▸ **RECORDS TO PROCESS**:
*-*-*
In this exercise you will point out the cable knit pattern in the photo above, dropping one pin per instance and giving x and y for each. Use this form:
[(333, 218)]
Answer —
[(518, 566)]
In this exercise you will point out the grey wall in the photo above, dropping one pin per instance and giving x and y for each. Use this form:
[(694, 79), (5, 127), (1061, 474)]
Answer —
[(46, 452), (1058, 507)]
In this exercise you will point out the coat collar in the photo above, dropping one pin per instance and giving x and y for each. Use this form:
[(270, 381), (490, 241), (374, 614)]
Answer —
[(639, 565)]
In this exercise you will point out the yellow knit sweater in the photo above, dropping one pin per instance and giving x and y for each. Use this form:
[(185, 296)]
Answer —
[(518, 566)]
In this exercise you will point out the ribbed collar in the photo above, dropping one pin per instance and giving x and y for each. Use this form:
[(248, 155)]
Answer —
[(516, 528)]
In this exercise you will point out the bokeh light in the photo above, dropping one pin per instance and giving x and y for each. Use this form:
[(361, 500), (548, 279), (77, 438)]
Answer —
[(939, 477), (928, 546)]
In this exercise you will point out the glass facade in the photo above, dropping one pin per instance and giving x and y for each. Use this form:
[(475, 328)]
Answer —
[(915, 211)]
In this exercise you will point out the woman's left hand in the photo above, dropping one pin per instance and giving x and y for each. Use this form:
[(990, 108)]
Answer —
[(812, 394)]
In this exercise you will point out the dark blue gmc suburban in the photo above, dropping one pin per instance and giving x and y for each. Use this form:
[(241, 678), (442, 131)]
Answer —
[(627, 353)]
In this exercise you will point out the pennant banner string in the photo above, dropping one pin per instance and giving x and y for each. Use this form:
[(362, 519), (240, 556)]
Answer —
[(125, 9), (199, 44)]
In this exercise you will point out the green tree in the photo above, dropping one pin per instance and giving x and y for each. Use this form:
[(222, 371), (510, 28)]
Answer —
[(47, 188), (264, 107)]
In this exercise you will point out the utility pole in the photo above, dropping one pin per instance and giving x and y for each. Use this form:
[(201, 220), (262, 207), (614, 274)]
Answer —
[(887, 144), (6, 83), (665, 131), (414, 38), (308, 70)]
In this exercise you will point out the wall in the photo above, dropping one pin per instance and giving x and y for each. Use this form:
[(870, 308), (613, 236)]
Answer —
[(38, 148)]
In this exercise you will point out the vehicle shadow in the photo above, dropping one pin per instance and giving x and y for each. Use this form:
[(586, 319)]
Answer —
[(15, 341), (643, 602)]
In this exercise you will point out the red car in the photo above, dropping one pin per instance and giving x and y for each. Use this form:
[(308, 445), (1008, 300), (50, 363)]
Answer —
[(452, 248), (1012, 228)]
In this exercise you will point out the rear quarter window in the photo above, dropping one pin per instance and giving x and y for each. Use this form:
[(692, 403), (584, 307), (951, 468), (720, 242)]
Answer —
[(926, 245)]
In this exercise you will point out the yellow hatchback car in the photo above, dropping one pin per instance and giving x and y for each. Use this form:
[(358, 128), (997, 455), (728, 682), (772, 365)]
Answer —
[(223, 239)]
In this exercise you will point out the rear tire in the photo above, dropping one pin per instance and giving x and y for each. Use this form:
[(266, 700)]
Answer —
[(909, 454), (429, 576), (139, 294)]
*-*-*
Copy the material above line for line, keeping every character the same.

▸ **SOLUTION TO THE EXERCISE**:
In this exercise you will point out the cable knit pattern in the photo above, dropping one pin per instance and giving x and y for each. Use this form:
[(333, 218)]
Answer —
[(518, 566)]
In this exercise you will point out the grey wall in the photo above, dropping one pin per instance and giving x and y for each. Use this form:
[(694, 79), (5, 127), (1061, 474)]
Answer —
[(46, 452), (1058, 507)]
In this exercise you will point out the coat collar in the photo above, dropping one pin per instance and giving x and y for each. Use this form:
[(270, 381), (490, 241), (374, 614)]
Answer —
[(639, 565)]
In this exercise you will point out the yellow knit sweater in the photo above, dropping one pin per instance and giving x and y for each. Use this form:
[(185, 296)]
Answer —
[(518, 566)]
In this exercise you will point out the ribbed collar in the photo above, dropping one pin per instance and giving x and y for each. Use this form:
[(248, 155)]
Answer —
[(516, 528)]
In this exercise you will point out the bokeh light in the photo above, dropping one pin per instance and giving x and y for each. Use this form:
[(361, 500), (548, 279), (77, 438)]
Answer —
[(939, 477), (928, 546)]
In this exercise you will point out the glass facade in the photo above, dropping one pin per instance and giving x and y for each. Use this form:
[(475, 328)]
Answer —
[(915, 211)]
In this exercise you will point out the woman's left hand in the photo above, dropping one pin per instance and giving x and y for each. Use this form:
[(990, 108)]
Answer —
[(812, 394)]
In this exercise you will point out the dark blue gmc suburban in the photo above, dropping one pin per instance and giving x and y for each. Use this form:
[(241, 678), (442, 131)]
Answer —
[(627, 353)]
In this exercise you will point out the pennant banner string in the photo above, dropping one pin per instance and giving x and y for each. Use this form:
[(362, 519), (240, 556)]
Answer —
[(125, 9), (199, 44)]
In this exercise you will point out the green tree in the photo above, dropping one pin per instance and giving x and y for each. Use this form:
[(222, 371), (510, 28)]
Answer —
[(47, 188), (264, 107)]
In this exercise you will point out the utility pole in the photo above, dropping one pin per instance and giving x and y for each. Use this form:
[(201, 220), (262, 207), (614, 274)]
Answer —
[(887, 144), (6, 83), (665, 131), (414, 38), (308, 70)]
In this exercise you will point out the wall in the photo above, dropping one pin per instance and giving x and y for each. Use this form:
[(870, 308), (613, 236)]
Answer —
[(38, 148)]
In this exercise you will point out the vehicle shadow in the photo above, dropping one pin per instance and giving x and y for each. Use this form:
[(586, 319)]
Answer —
[(15, 341), (643, 602)]
In this exercise you will point out the red car in the photo above, dropping one pin per instance and giving x and y for each. Use this form:
[(308, 445), (1008, 300), (50, 363)]
Answer —
[(452, 248), (1012, 228)]
In this exercise you will point out the rear quarter window in the photo above, dropping one pin per instance and giving x and y for each. Use this form:
[(692, 403), (584, 307), (951, 468), (720, 242)]
Answer —
[(926, 245)]
In this exercise you will point out the yellow hatchback car in the photo above, dropping one pin per instance and giving x and y for each. Use this form:
[(358, 128), (997, 455), (728, 682), (772, 365)]
Answer —
[(223, 239)]
In this exercise you will point out the rear tire in the photo above, dropping one pin per instance and giving x and y for each. Use this form:
[(266, 700)]
Answer —
[(909, 454), (429, 576), (139, 294)]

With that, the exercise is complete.